### Pointing dataset rows
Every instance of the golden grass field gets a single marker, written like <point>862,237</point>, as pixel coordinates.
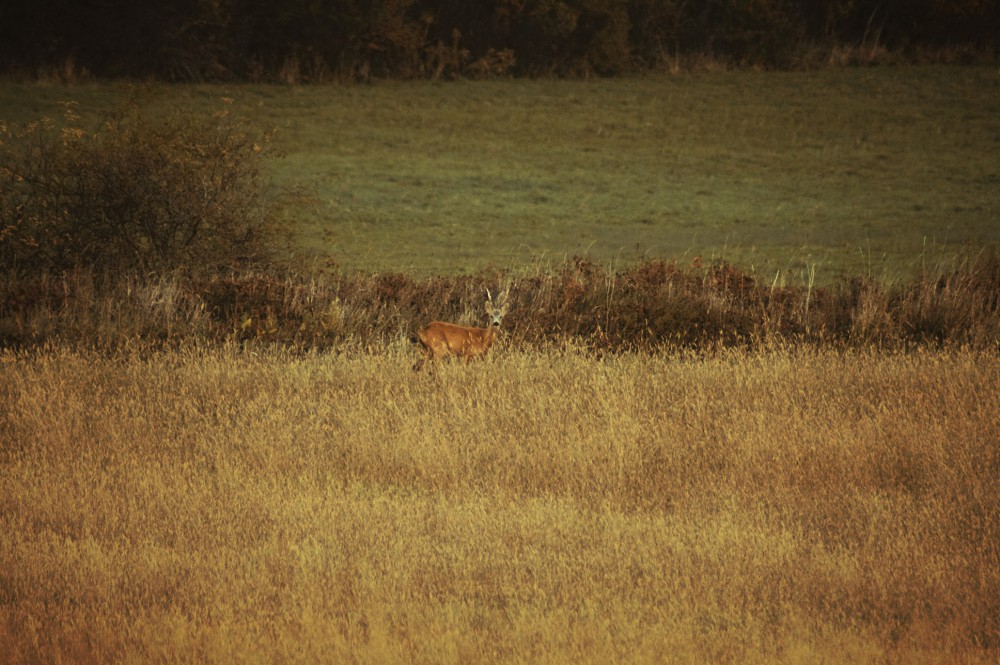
<point>216,505</point>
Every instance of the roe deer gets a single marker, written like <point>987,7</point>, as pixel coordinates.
<point>440,340</point>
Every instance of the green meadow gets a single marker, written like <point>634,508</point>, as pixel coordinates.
<point>866,171</point>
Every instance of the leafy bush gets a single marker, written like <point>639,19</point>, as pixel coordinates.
<point>137,194</point>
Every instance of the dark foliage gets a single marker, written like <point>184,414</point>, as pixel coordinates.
<point>651,306</point>
<point>299,41</point>
<point>136,194</point>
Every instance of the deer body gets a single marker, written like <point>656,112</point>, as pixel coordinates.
<point>441,340</point>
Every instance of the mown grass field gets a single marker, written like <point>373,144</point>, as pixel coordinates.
<point>840,171</point>
<point>678,462</point>
<point>211,505</point>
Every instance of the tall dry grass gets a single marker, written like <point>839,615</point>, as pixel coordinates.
<point>213,505</point>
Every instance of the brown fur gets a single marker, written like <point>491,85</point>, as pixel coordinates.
<point>441,340</point>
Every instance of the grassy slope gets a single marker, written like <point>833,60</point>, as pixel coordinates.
<point>214,506</point>
<point>845,170</point>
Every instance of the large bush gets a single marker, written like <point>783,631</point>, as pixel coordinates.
<point>137,194</point>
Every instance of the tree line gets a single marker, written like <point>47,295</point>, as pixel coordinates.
<point>315,40</point>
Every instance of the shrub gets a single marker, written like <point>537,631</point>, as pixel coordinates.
<point>137,194</point>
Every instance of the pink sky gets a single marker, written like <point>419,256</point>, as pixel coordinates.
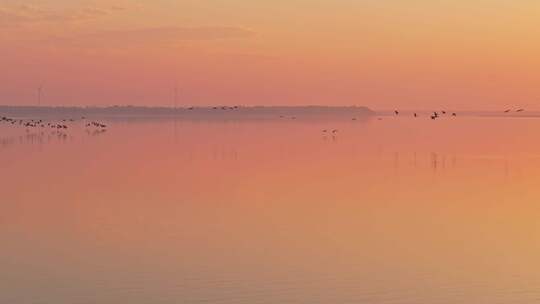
<point>414,54</point>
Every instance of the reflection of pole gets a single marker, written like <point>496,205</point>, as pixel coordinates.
<point>39,96</point>
<point>175,98</point>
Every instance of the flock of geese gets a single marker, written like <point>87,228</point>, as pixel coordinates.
<point>62,124</point>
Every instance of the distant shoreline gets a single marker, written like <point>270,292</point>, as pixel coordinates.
<point>208,111</point>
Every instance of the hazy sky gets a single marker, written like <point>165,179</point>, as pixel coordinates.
<point>460,54</point>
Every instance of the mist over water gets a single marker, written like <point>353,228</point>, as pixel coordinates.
<point>398,210</point>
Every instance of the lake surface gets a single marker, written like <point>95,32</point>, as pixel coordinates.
<point>398,210</point>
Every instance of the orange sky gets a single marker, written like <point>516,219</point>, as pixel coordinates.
<point>416,54</point>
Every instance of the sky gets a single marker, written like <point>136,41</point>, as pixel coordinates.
<point>384,54</point>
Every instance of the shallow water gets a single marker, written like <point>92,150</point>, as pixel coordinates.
<point>170,211</point>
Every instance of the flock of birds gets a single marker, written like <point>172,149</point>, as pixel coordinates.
<point>62,124</point>
<point>433,116</point>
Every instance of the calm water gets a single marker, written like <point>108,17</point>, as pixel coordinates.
<point>163,211</point>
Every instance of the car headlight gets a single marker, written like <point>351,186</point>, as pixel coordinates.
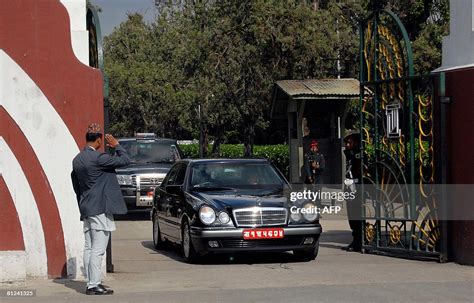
<point>224,217</point>
<point>310,212</point>
<point>295,216</point>
<point>124,179</point>
<point>207,215</point>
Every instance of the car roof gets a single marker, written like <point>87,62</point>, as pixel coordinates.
<point>227,160</point>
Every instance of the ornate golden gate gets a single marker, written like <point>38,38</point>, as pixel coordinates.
<point>396,121</point>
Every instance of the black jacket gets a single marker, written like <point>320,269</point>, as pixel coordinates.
<point>95,181</point>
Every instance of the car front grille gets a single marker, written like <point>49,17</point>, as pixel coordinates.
<point>147,180</point>
<point>239,243</point>
<point>260,216</point>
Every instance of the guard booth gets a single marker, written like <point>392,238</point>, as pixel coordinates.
<point>314,109</point>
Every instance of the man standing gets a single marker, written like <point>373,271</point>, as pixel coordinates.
<point>99,198</point>
<point>314,164</point>
<point>353,177</point>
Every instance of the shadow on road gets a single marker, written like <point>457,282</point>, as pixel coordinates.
<point>174,252</point>
<point>134,216</point>
<point>78,286</point>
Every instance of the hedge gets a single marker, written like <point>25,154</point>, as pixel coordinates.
<point>279,155</point>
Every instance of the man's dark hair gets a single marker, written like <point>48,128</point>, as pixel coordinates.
<point>91,137</point>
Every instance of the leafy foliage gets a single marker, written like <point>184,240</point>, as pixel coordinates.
<point>212,64</point>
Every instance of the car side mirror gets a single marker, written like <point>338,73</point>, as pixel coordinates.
<point>174,189</point>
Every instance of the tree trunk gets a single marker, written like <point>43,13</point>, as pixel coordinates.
<point>216,147</point>
<point>249,136</point>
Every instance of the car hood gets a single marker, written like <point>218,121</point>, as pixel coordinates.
<point>148,168</point>
<point>228,201</point>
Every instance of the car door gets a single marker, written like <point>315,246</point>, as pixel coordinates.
<point>175,190</point>
<point>164,204</point>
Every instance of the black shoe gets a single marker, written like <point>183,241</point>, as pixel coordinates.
<point>349,247</point>
<point>99,290</point>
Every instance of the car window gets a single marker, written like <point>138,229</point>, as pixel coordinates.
<point>150,151</point>
<point>238,175</point>
<point>171,176</point>
<point>180,175</point>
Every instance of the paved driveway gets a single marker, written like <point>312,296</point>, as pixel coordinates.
<point>145,275</point>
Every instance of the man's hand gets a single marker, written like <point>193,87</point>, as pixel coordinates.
<point>111,141</point>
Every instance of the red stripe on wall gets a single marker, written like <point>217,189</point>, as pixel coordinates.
<point>36,35</point>
<point>11,235</point>
<point>45,200</point>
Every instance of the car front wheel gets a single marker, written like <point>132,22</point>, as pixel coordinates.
<point>307,254</point>
<point>189,254</point>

### What is expected
Update every row above so that "gets a single marker" becomes "receives exactly one marker", keeping everything else the same. Leave the pictures out of your answer.

### Output for this task
Every instance of the golden grass field receives exactly one marker, written like <point>862,237</point>, as pixel coordinates.
<point>216,505</point>
Every instance of the roe deer receives exactly one marker, written like <point>987,7</point>, as pixel coordinates.
<point>440,340</point>
Every instance of the green meadow receives exactly one marker, written like <point>634,508</point>, as pixel coordinates.
<point>866,171</point>
Every instance of the leafy bush receives exactly one marker, written like <point>639,19</point>, as pixel coordinates.
<point>137,194</point>
Every instance of the dark foliage receives exactly one marker, written like <point>184,414</point>, as pixel coordinates.
<point>651,306</point>
<point>299,41</point>
<point>136,194</point>
Every instance of the deer body receives exactly one marker, written like <point>656,112</point>, as pixel coordinates.
<point>441,340</point>
Every instance of the mown grass field receives exactly one marker, written like <point>373,144</point>, as pixel coordinates.
<point>840,171</point>
<point>678,462</point>
<point>211,505</point>
Every instance of the tall dry grass receives exactly one marker, written like <point>839,615</point>, as pixel coordinates.
<point>213,505</point>
Every instance of the brown fur receives exactly one marker, written like <point>491,85</point>, as pixel coordinates.
<point>441,340</point>
Every instance of the grassy slope receives exactly one marker, written like <point>833,60</point>, as pixel coordinates.
<point>214,506</point>
<point>845,170</point>
Every instance of the large bush receives exactly one marker, written like <point>783,631</point>, as pixel coordinates.
<point>137,194</point>
Every instance of the tree line receives exactly one marker, written like <point>47,295</point>, as pixel coordinates.
<point>315,40</point>
Every instance of the shrub receives exactly one marker, written like <point>537,631</point>, as pixel coordinates.
<point>137,194</point>
Every instance of the pink sky receives exactly one marker, written like <point>419,256</point>, as pixel coordinates.
<point>414,54</point>
Every instance of the reflection of pole receives exactly one marker, written like <point>496,205</point>, as pixel coordinates.
<point>39,96</point>
<point>175,98</point>
Every instance of the flock of geese receives exactly one marker, written like <point>87,228</point>, as pixel coordinates.
<point>62,124</point>
Every instance of the distant shoreline receives exactly one marker, written like <point>270,292</point>, as pixel coordinates.
<point>208,111</point>
Every instance of the hazy sky receives exactly one marker, written like <point>165,179</point>, as pixel coordinates.
<point>460,54</point>
Every instance of the mist over water receives exactly one marker, written like <point>353,228</point>, as pixel coordinates.
<point>398,210</point>
Every instance of the lake surface receives exactly one marker, written like <point>95,32</point>, as pixel coordinates.
<point>398,210</point>
Every instance of the orange sky receives exactly one marker, written like <point>516,219</point>, as pixel coordinates.
<point>416,54</point>
Every instance of the sky receives exactly one marker, written like <point>136,41</point>, as pixel coordinates.
<point>384,54</point>
Every instance of the shallow water receives exactly one marker, written like <point>92,150</point>, as pixel coordinates.
<point>170,211</point>
Every instance of the flock of birds receives exactly one marker, written like <point>172,149</point>, as pixel coordinates.
<point>62,124</point>
<point>433,116</point>
Every instance of the calm water receives exactly one marker, written like <point>108,17</point>, as pixel coordinates.
<point>163,211</point>
Every instance of the car headlight receives exactly one marker, written like <point>351,186</point>, as pixel coordinates.
<point>224,217</point>
<point>310,212</point>
<point>295,216</point>
<point>124,179</point>
<point>207,215</point>
Every instance of the car roof receives exactly one marker, written like <point>87,62</point>, as pixel coordinates.
<point>227,160</point>
Every instance of the ornate golden gate receives exactly one marker, written like <point>38,38</point>, as pixel coordinates.
<point>396,121</point>
Every instance of the black jacket receives exactly one marker, written like <point>320,269</point>, as pixel coordinates.
<point>95,181</point>
Every instance of the car front grille receives exactly one marker, written like <point>49,17</point>, as pixel coordinates.
<point>147,180</point>
<point>239,243</point>
<point>260,216</point>
Every instance of the guard booth receives exactly one marker, written like <point>392,238</point>, as pixel coordinates.
<point>314,109</point>
Every instance of the man standing receives exactly one marker, written like <point>373,271</point>, as pixel coordinates.
<point>99,198</point>
<point>314,164</point>
<point>353,177</point>
Every instance of the shadow on road receives exactly one marker, written like <point>457,282</point>, as pixel coordinates.
<point>174,252</point>
<point>134,216</point>
<point>78,286</point>
Every instance of the hedge receives exactly one marker, written like <point>25,154</point>, as pixel coordinates.
<point>279,155</point>
Every instance of the man's dark hair receives exactly one marker, written like <point>48,128</point>, as pixel coordinates.
<point>91,137</point>
Every instance of the leafy foliage receives exactly one marker, written like <point>184,240</point>, as pixel coordinates.
<point>212,64</point>
Every instance of the car side mirror receives exactly one marker, written like <point>338,73</point>, as pixel coordinates.
<point>174,189</point>
Every instance of the tree trunk receives exactly one marker, written like <point>43,13</point>, as pixel coordinates.
<point>216,147</point>
<point>249,136</point>
Every instance of the car hood receives exactly one marker, written like <point>218,121</point>, as pixel coordinates.
<point>148,168</point>
<point>228,201</point>
Every instance of the car door receives exactly one marker, written like <point>315,246</point>, as pixel coordinates.
<point>175,190</point>
<point>164,204</point>
Every instance of the black shoe receives exactly one marker, written like <point>183,241</point>, as pixel coordinates.
<point>349,247</point>
<point>99,290</point>
Every instance of the car window receives exactly one marker, written like <point>138,229</point>, as pixel coordinates.
<point>150,151</point>
<point>238,175</point>
<point>171,176</point>
<point>180,175</point>
Every instance of the paved driveway receives exactly one marker, written like <point>312,296</point>, as pixel coordinates.
<point>145,275</point>
Every instance of the man's hand receives exactly one marker, written like <point>193,87</point>, as pixel coordinates.
<point>111,141</point>
Every instance of the red stripe on wall receives exactly one marker, written like <point>217,189</point>, as pixel coordinates.
<point>36,35</point>
<point>11,235</point>
<point>45,200</point>
Every instance of the car front wheel receives exactly one marker, written like <point>132,22</point>, as pixel coordinates.
<point>307,254</point>
<point>189,254</point>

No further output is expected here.